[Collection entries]

==================================================

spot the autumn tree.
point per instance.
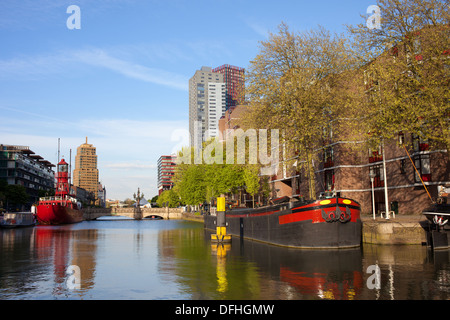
(406, 72)
(291, 85)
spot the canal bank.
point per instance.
(401, 230)
(407, 230)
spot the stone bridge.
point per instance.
(164, 213)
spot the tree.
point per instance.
(169, 198)
(252, 180)
(292, 86)
(406, 72)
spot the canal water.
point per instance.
(174, 259)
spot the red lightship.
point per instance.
(63, 207)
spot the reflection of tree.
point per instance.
(186, 255)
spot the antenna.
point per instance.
(58, 156)
(70, 168)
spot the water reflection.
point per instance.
(176, 260)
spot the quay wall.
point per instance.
(401, 230)
(410, 230)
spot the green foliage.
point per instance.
(197, 183)
(169, 196)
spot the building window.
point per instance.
(419, 143)
(328, 158)
(375, 155)
(377, 172)
(422, 163)
(329, 180)
(402, 166)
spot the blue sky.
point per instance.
(122, 79)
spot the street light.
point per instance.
(372, 175)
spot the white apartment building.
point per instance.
(206, 104)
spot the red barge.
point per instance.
(63, 208)
(332, 223)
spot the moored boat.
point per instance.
(63, 208)
(18, 219)
(332, 223)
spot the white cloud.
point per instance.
(67, 62)
(131, 165)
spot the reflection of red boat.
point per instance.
(62, 208)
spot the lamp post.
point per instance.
(386, 200)
(372, 176)
(137, 210)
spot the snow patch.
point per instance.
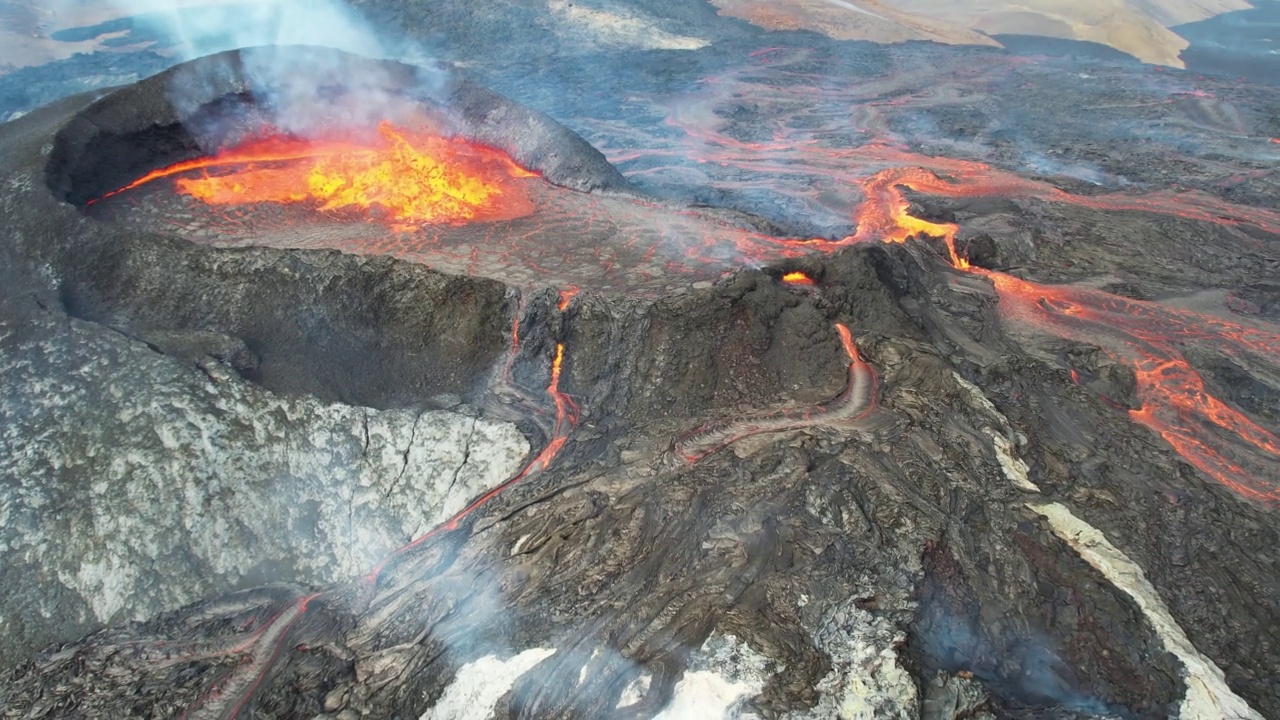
(1207, 693)
(479, 686)
(865, 680)
(721, 677)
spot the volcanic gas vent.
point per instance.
(323, 130)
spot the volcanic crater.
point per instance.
(840, 468)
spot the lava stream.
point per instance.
(261, 648)
(853, 409)
(1214, 437)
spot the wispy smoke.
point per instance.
(305, 92)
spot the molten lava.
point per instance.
(851, 410)
(414, 178)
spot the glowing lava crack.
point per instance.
(853, 409)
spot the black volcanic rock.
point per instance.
(996, 538)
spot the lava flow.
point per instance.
(851, 409)
(261, 646)
(415, 178)
(1175, 402)
(1212, 436)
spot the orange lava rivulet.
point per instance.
(415, 178)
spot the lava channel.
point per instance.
(851, 409)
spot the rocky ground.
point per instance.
(988, 504)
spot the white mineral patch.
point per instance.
(629, 30)
(635, 691)
(865, 680)
(1010, 463)
(1015, 470)
(479, 686)
(1207, 693)
(141, 484)
(721, 677)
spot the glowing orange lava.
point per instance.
(415, 178)
(1214, 437)
(798, 278)
(566, 419)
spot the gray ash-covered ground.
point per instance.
(969, 547)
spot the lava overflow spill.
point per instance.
(415, 178)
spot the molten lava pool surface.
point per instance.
(410, 178)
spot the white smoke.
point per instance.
(192, 28)
(296, 86)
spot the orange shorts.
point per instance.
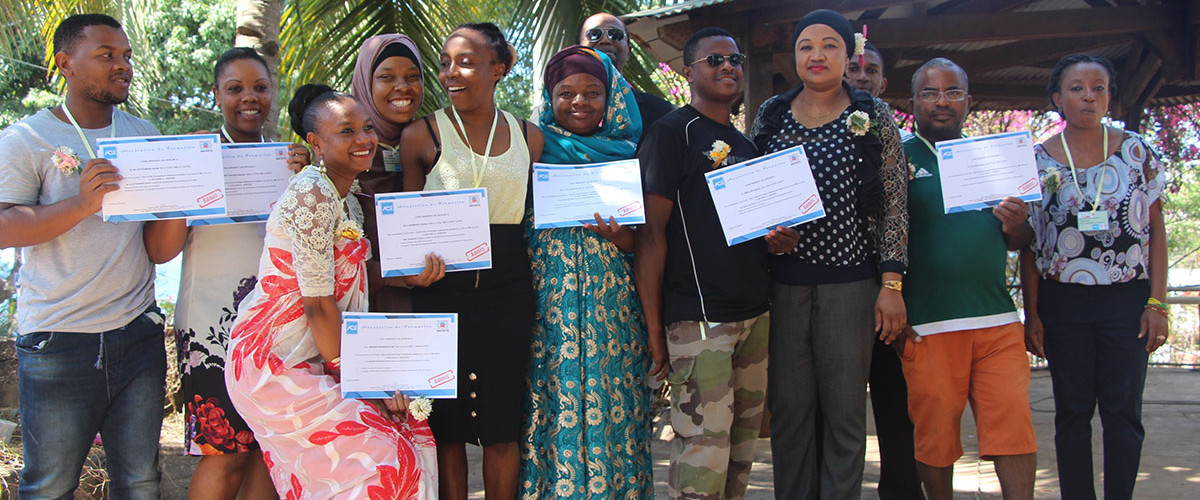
(987, 367)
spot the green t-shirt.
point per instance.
(957, 261)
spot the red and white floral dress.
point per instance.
(317, 444)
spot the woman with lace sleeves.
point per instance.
(283, 350)
(826, 297)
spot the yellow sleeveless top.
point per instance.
(507, 176)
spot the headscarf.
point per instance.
(617, 137)
(360, 83)
(829, 18)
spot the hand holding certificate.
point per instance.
(570, 196)
(757, 196)
(415, 354)
(451, 223)
(255, 176)
(978, 172)
(165, 176)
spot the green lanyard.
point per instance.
(112, 124)
(478, 173)
(1074, 178)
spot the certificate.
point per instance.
(450, 223)
(570, 196)
(165, 176)
(415, 354)
(756, 196)
(255, 175)
(978, 172)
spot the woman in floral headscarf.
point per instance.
(588, 431)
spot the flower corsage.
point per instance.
(349, 230)
(858, 122)
(66, 161)
(420, 408)
(719, 152)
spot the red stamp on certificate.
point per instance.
(808, 204)
(629, 209)
(480, 251)
(442, 378)
(208, 199)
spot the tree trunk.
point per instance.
(258, 28)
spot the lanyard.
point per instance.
(112, 124)
(1074, 178)
(229, 138)
(478, 172)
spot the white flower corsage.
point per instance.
(720, 151)
(858, 122)
(1051, 180)
(66, 161)
(420, 408)
(349, 230)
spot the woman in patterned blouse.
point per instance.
(1096, 277)
(826, 296)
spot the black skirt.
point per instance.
(496, 314)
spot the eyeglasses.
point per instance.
(717, 60)
(615, 34)
(935, 95)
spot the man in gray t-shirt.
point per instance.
(90, 347)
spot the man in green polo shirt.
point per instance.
(966, 342)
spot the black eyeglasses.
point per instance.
(717, 60)
(615, 34)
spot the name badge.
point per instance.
(1093, 221)
(390, 160)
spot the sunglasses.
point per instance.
(935, 95)
(717, 60)
(615, 34)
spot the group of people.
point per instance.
(559, 338)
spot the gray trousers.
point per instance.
(821, 339)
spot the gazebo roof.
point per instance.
(1007, 47)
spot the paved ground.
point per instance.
(1170, 465)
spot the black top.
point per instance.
(733, 281)
(652, 108)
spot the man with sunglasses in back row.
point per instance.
(605, 32)
(705, 301)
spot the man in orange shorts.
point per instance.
(966, 342)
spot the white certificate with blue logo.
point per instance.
(163, 176)
(978, 172)
(255, 174)
(570, 196)
(760, 194)
(450, 223)
(384, 353)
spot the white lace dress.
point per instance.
(316, 443)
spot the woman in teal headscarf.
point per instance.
(588, 422)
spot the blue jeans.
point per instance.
(1096, 359)
(73, 385)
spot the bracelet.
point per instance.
(1157, 309)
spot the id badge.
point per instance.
(390, 160)
(1093, 221)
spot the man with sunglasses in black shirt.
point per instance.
(605, 32)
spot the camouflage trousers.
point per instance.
(718, 386)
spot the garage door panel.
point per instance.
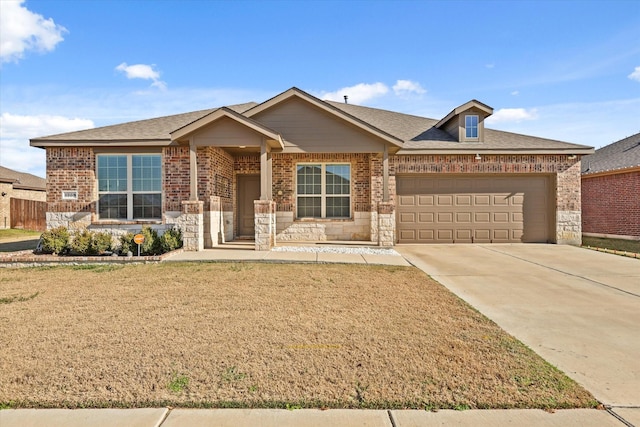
(473, 209)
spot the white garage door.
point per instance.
(473, 209)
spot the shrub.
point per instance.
(55, 241)
(171, 240)
(127, 244)
(101, 243)
(81, 243)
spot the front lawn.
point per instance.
(259, 335)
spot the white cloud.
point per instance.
(635, 75)
(357, 94)
(142, 71)
(406, 87)
(16, 130)
(22, 30)
(505, 115)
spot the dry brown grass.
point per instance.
(259, 335)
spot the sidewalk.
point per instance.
(164, 417)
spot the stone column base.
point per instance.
(265, 223)
(386, 224)
(191, 223)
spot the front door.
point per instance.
(248, 191)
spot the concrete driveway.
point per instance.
(579, 309)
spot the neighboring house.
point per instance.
(299, 168)
(20, 186)
(611, 190)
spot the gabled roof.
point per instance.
(326, 106)
(228, 113)
(465, 107)
(22, 180)
(618, 156)
(409, 134)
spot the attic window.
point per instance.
(471, 126)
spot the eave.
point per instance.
(295, 92)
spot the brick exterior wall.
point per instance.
(175, 183)
(611, 204)
(71, 168)
(284, 177)
(566, 170)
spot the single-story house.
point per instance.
(611, 190)
(19, 186)
(296, 167)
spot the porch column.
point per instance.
(193, 171)
(385, 174)
(265, 171)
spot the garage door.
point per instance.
(473, 209)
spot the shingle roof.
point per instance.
(619, 155)
(417, 133)
(22, 180)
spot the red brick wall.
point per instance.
(215, 174)
(284, 177)
(611, 204)
(71, 168)
(567, 170)
(176, 177)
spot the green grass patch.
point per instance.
(612, 244)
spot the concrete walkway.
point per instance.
(577, 308)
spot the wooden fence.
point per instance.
(28, 214)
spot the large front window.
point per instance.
(323, 190)
(129, 186)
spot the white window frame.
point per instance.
(476, 127)
(129, 192)
(323, 189)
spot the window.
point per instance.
(323, 190)
(471, 126)
(129, 186)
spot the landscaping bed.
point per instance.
(259, 335)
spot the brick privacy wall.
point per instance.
(175, 183)
(215, 175)
(71, 168)
(611, 204)
(284, 177)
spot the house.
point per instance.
(611, 190)
(299, 168)
(22, 191)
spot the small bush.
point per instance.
(127, 244)
(81, 243)
(171, 240)
(86, 242)
(101, 243)
(55, 241)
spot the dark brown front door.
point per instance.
(248, 191)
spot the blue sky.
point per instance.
(567, 70)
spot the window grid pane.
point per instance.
(146, 173)
(309, 179)
(146, 206)
(113, 206)
(309, 207)
(471, 126)
(338, 207)
(112, 173)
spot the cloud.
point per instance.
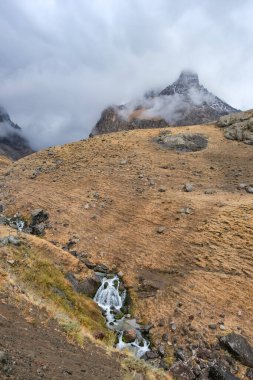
(63, 61)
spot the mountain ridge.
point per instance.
(184, 102)
(13, 144)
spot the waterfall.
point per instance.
(110, 297)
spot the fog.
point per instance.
(63, 61)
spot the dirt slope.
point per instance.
(115, 191)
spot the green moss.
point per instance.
(40, 275)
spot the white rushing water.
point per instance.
(111, 298)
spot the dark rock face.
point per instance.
(238, 126)
(183, 142)
(12, 144)
(185, 102)
(239, 347)
(219, 373)
(111, 121)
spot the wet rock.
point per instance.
(181, 371)
(160, 229)
(10, 240)
(219, 373)
(39, 216)
(161, 351)
(99, 335)
(249, 189)
(239, 347)
(89, 286)
(188, 187)
(210, 191)
(162, 189)
(101, 268)
(249, 373)
(88, 263)
(152, 355)
(38, 229)
(3, 220)
(129, 336)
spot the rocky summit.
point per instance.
(185, 102)
(12, 143)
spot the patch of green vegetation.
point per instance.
(134, 366)
(40, 275)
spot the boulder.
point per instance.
(219, 373)
(39, 216)
(89, 286)
(239, 347)
(180, 370)
(180, 142)
(129, 336)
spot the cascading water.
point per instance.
(111, 297)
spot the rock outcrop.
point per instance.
(185, 102)
(12, 143)
(238, 126)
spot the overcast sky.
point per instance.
(63, 61)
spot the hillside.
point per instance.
(176, 223)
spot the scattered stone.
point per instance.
(38, 229)
(238, 126)
(101, 268)
(173, 326)
(39, 216)
(185, 210)
(123, 162)
(161, 230)
(181, 371)
(210, 191)
(10, 240)
(11, 262)
(88, 263)
(239, 347)
(129, 336)
(165, 337)
(89, 286)
(183, 142)
(242, 186)
(161, 351)
(249, 189)
(188, 187)
(99, 335)
(162, 189)
(180, 355)
(217, 372)
(151, 355)
(249, 373)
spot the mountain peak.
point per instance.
(188, 78)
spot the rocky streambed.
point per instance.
(111, 298)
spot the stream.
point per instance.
(111, 298)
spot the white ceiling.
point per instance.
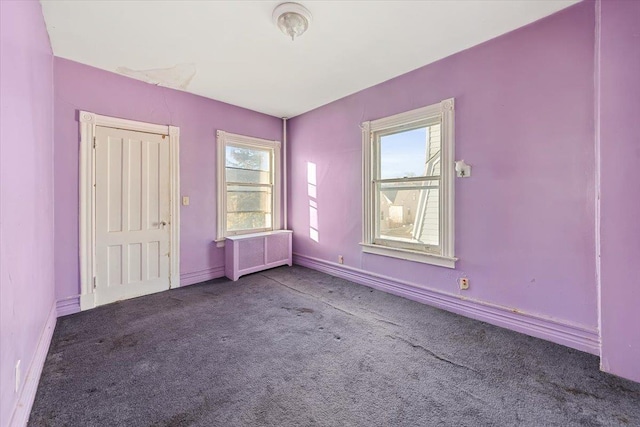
(239, 56)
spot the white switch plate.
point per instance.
(18, 375)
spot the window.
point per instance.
(408, 175)
(248, 185)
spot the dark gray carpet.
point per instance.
(294, 347)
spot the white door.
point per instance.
(132, 214)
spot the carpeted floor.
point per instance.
(294, 347)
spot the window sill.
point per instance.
(409, 255)
(220, 242)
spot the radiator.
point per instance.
(249, 253)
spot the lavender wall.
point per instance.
(26, 193)
(80, 87)
(620, 186)
(524, 120)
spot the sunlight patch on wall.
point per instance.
(314, 233)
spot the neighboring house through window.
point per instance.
(408, 174)
(248, 184)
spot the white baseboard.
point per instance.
(562, 332)
(27, 393)
(201, 276)
(67, 306)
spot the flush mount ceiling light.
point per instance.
(293, 19)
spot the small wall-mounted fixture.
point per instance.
(293, 19)
(463, 170)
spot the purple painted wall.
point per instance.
(525, 220)
(620, 186)
(80, 87)
(26, 193)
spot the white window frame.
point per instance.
(443, 110)
(222, 140)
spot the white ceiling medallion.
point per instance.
(293, 19)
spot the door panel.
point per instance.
(132, 214)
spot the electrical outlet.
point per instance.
(18, 376)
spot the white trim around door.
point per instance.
(88, 123)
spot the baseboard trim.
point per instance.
(66, 306)
(561, 332)
(27, 394)
(199, 276)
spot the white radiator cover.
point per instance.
(249, 253)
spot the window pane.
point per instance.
(248, 207)
(248, 176)
(410, 153)
(410, 212)
(247, 158)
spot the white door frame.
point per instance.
(88, 123)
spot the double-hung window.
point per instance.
(408, 174)
(248, 184)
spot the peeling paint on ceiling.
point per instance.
(176, 77)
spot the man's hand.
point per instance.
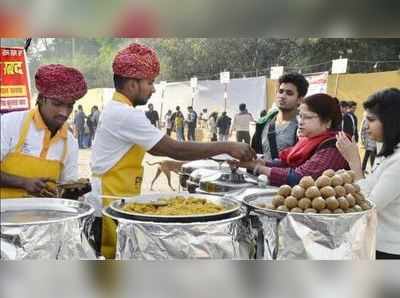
(247, 164)
(242, 151)
(39, 187)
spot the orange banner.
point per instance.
(14, 80)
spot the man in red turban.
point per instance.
(125, 134)
(36, 146)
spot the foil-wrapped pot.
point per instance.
(193, 237)
(45, 228)
(288, 236)
(223, 239)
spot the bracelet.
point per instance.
(257, 169)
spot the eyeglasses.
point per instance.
(305, 117)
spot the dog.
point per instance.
(166, 167)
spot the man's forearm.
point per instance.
(188, 150)
(7, 180)
(195, 150)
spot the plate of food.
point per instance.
(175, 207)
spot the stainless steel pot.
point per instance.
(46, 228)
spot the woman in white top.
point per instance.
(382, 185)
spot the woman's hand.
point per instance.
(349, 150)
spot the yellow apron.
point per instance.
(27, 166)
(123, 179)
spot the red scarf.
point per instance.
(304, 149)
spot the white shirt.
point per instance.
(383, 188)
(241, 121)
(120, 127)
(11, 125)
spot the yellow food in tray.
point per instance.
(175, 206)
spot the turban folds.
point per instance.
(137, 62)
(56, 81)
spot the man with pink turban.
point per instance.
(36, 146)
(124, 134)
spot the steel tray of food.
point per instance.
(175, 207)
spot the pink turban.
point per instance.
(137, 62)
(60, 82)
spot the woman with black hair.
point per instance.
(382, 185)
(319, 119)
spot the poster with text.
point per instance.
(14, 80)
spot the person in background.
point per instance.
(152, 115)
(278, 129)
(204, 118)
(349, 120)
(36, 146)
(381, 186)
(368, 143)
(212, 126)
(241, 124)
(319, 121)
(177, 109)
(94, 121)
(87, 137)
(223, 126)
(79, 122)
(191, 122)
(168, 122)
(179, 124)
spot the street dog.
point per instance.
(166, 167)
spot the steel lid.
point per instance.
(189, 167)
(33, 211)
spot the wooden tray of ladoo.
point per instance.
(118, 210)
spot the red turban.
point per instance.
(60, 82)
(137, 62)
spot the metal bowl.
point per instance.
(232, 207)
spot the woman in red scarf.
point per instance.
(319, 120)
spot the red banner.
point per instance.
(14, 80)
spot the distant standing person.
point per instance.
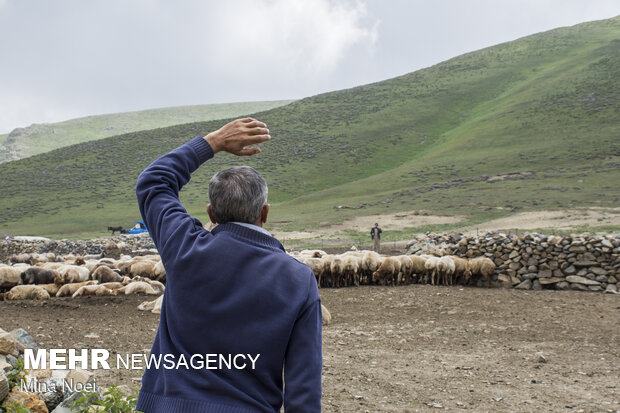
(375, 236)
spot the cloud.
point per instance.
(307, 37)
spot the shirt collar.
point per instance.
(252, 226)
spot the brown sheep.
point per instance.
(38, 275)
(52, 288)
(137, 287)
(388, 270)
(317, 265)
(9, 276)
(144, 268)
(71, 274)
(113, 285)
(68, 290)
(484, 267)
(92, 290)
(370, 263)
(326, 316)
(432, 266)
(152, 306)
(27, 292)
(104, 274)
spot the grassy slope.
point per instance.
(545, 105)
(40, 138)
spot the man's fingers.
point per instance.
(249, 151)
(258, 131)
(255, 124)
(251, 140)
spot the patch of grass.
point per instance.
(40, 138)
(521, 126)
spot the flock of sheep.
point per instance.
(369, 267)
(41, 276)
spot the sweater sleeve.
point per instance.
(157, 189)
(304, 359)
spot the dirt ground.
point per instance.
(404, 349)
(565, 219)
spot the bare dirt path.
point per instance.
(405, 349)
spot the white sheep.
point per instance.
(432, 268)
(388, 270)
(446, 270)
(27, 292)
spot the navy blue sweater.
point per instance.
(229, 291)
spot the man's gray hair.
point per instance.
(237, 194)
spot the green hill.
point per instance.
(524, 125)
(40, 138)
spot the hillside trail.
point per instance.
(548, 220)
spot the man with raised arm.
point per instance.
(240, 326)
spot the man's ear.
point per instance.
(264, 213)
(210, 212)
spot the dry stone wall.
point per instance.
(536, 261)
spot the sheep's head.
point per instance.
(467, 272)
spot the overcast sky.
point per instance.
(63, 59)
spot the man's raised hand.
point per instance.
(236, 135)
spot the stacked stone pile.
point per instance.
(133, 245)
(536, 261)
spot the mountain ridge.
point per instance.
(423, 141)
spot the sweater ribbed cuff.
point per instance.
(202, 148)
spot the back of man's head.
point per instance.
(237, 194)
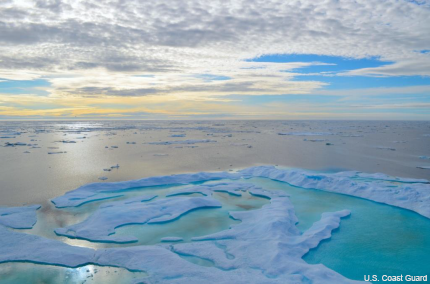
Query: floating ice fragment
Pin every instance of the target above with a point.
(172, 239)
(8, 144)
(306, 133)
(102, 224)
(182, 142)
(19, 217)
(386, 148)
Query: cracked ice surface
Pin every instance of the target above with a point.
(19, 217)
(100, 191)
(101, 225)
(266, 247)
(412, 194)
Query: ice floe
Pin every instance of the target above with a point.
(182, 142)
(102, 224)
(266, 247)
(99, 191)
(172, 239)
(306, 133)
(19, 217)
(407, 193)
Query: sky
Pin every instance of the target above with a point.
(196, 59)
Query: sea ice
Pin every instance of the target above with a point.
(101, 225)
(182, 142)
(408, 193)
(172, 239)
(306, 133)
(19, 217)
(266, 247)
(98, 191)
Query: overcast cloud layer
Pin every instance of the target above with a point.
(199, 50)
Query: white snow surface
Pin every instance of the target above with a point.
(182, 142)
(266, 247)
(101, 225)
(99, 191)
(412, 194)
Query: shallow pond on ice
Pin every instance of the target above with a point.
(376, 238)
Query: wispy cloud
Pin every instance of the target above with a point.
(162, 53)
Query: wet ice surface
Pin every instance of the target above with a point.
(32, 176)
(247, 234)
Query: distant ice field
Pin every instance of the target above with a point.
(45, 159)
(215, 202)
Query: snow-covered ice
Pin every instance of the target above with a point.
(102, 224)
(182, 142)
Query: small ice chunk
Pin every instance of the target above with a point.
(172, 239)
(386, 148)
(305, 133)
(8, 144)
(182, 142)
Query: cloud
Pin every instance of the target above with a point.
(95, 49)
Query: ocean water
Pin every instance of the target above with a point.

==================================================

Return the lines beginning at the one that contains "Query: wispy cloud" and continuing through the last line of the data, exactly as they stand and without any others.

Query: wispy cloud
Pin every instance of the target above with a point.
(162, 53)
Query: wet ice surface
Pin every instance of the target above with a point.
(32, 176)
(247, 234)
Query: distant ice field
Pin every instance of the target above with a point.
(45, 159)
(215, 202)
Query: snow-covered ice
Pin every instance of the target above with a point.
(102, 224)
(182, 142)
Query: small ice chunk
Pin every instance of the target above with a point.
(172, 239)
(386, 148)
(305, 133)
(8, 144)
(182, 142)
Query: cloud
Pin every instance of the target above with a point.
(95, 49)
Query: ocean water
Pin every instance of the target above with a point.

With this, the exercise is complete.